See id. at 74201, n.3.
\7\ The Exchange defines ``underlying stock basket'' to mean a
group of securities that includes each of the component securities
of the applicable index and which meets the following conditions:
(a) the quantity of each stock in the basket is proportional to its
representation in the index, (b) the total market value of the
basket is equal to the underlying index value of the index options
or warrants to be covered, (c) the securities in the basket cannot
be used to cover more than the number of index options or warrants
represented by that value and (d) the securities in the basket shall
be unavailable to support any other option or warrant transaction in
the account. See Cboe Rule 10.3(a)(7). See also Notice at 74201,
n.4.
\8\ The Exchange defines IPRs as securities that (a) represent
an interest in a unit investment trust (``UIT'') which holds the
securities that comprise an index on which a series of IPRs is
based; (b) are issued by the UIT in a specified aggregate minimum
number in return for a ``Portfolio Deposit'' consisting of specified
numbers of shares of stock plus a cash amount; (c) when aggregated
in the same specified minimum number, may be redeemed from the UIT,
which will pay to the redeeming holder the stock and cash then
comprising the Portfolio Deposit; and (d) pay holders a periodic
cash payment corresponding to the regular cash dividends or
distributions declared and paid with respect to the component
securities of the stock index on which the IPRs are based, less
certain expenses and other charges as set forth in the UIT
prospectus. IPRs are ``UIT interests'' within the meaning of the
Cboe's rules. See Cboe Rule 1.1. See also Notice at 74201, n.5. The
Exchange defines a UIT Interest as any share, unit, or other
interest in or relating to a unit investment trust, including any
component resulting from the subdivision or separation of such an
interest. See Cboe Rule 1.1. See also Notice at 74201, n.5.

## What to do
A – In the footnotes on Cboe definitions, rewrite the paragraph that begins "The Exchange defines ``underlying stock basket''" as a short list that keeps its main facts.
B – Continue the footnotes on Cboe definitions, starting after their last sentence.

## Information shown
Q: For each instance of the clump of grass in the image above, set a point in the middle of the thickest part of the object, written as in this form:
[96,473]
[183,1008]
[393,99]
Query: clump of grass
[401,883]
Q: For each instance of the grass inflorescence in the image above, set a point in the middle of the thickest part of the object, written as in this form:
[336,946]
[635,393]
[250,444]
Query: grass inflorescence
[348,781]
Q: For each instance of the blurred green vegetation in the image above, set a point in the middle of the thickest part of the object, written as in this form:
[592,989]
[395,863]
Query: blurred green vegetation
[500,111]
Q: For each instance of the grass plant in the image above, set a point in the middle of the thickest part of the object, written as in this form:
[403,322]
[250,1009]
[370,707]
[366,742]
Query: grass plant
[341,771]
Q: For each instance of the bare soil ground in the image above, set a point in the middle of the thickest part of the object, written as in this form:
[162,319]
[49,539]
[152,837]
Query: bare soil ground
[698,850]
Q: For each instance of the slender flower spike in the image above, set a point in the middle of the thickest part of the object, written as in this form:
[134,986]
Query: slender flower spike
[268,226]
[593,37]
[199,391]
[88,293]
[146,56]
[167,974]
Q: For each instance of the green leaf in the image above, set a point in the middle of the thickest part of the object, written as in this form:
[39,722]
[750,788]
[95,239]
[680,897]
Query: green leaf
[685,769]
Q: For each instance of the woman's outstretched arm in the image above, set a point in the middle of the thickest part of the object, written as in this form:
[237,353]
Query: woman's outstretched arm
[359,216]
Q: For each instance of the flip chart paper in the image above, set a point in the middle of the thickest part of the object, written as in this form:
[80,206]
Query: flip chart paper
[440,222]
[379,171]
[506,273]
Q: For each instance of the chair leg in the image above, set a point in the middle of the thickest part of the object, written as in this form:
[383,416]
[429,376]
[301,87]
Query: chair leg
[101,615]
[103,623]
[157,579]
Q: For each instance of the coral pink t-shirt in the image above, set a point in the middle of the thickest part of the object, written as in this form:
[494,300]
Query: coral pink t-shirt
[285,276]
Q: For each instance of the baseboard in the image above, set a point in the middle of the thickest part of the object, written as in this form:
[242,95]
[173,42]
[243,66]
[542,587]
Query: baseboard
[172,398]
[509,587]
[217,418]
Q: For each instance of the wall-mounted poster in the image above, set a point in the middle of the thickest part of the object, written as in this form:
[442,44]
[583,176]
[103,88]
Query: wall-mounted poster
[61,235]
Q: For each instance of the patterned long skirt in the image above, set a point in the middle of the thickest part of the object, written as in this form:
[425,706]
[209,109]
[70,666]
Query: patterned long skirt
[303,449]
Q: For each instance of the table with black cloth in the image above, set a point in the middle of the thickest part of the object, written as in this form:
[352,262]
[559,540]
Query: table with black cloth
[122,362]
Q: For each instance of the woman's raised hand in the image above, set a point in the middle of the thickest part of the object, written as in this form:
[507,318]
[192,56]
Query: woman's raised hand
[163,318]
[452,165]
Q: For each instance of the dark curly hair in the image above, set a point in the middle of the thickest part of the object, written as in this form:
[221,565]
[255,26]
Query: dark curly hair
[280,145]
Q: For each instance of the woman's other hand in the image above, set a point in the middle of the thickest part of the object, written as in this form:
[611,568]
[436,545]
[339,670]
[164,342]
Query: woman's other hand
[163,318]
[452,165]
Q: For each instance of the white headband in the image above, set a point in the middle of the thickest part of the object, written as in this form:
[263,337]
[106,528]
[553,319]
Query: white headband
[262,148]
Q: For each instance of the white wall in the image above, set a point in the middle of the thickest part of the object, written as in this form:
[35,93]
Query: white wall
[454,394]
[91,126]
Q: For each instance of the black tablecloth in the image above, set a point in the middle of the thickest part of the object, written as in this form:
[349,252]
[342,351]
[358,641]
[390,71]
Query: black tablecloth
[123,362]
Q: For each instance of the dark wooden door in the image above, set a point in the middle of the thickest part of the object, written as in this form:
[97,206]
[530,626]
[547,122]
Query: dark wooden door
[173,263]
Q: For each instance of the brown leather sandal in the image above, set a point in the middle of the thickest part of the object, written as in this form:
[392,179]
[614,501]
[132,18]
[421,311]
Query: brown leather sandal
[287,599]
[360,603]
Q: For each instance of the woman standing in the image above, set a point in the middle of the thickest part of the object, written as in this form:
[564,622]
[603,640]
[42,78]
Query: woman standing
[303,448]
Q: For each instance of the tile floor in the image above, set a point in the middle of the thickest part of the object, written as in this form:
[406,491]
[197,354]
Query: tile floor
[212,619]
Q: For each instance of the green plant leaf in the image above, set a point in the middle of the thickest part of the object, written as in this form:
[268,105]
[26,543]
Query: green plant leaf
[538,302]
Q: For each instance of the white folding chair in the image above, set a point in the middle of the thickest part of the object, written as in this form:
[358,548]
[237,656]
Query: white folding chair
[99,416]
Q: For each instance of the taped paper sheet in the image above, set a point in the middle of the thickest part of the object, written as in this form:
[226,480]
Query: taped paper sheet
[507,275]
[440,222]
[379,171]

## Exercise answers
A –
An "underlying stock basket" is a group of securities that includes every component security of the applicable index and meets these conditions:
- Each stock's quantity is proportional to its weight in the index.
- The basket's total market value equals the underlying index value of the index options or warrants it covers.
- The basket cannot cover more index options or warrants than that value represents.
- Its securities cannot support any other option or warrant transaction in the account.

Sources: Cboe Rule 10.3(a)(7) and Notice at 74201, n.4.

B –
\9\ The Exchange defines IPSs as securities that (a) are issued
by an open-end management investment company based on a portfolio of
stocks or fixed income securities designed to provide investment
results that correspond generally to the price and yield performance
of a specified foreign or domestic stock index or fixed income
securities index; (b) are issued by such an open-end management
investment company in a specified aggregate minimum number in return
for a deposit of specified number of shares of stock and/or a cash
amount, or a specified portfolio of fixed income securities and/or a
cash amount, with a value equal to the next determined net asset
value; and (c) when aggregated in the same specified minimum number,
may be redeemed at a holder's request by such open-end management
investment company, which will pay to the redeeming holder stock
and/or cash, or a specified portfolio of fixed income securities
and/or cash with a value equal to the next determined net asset
value. See Cboe Rule 1.1. See also Notice at 74201, n.6.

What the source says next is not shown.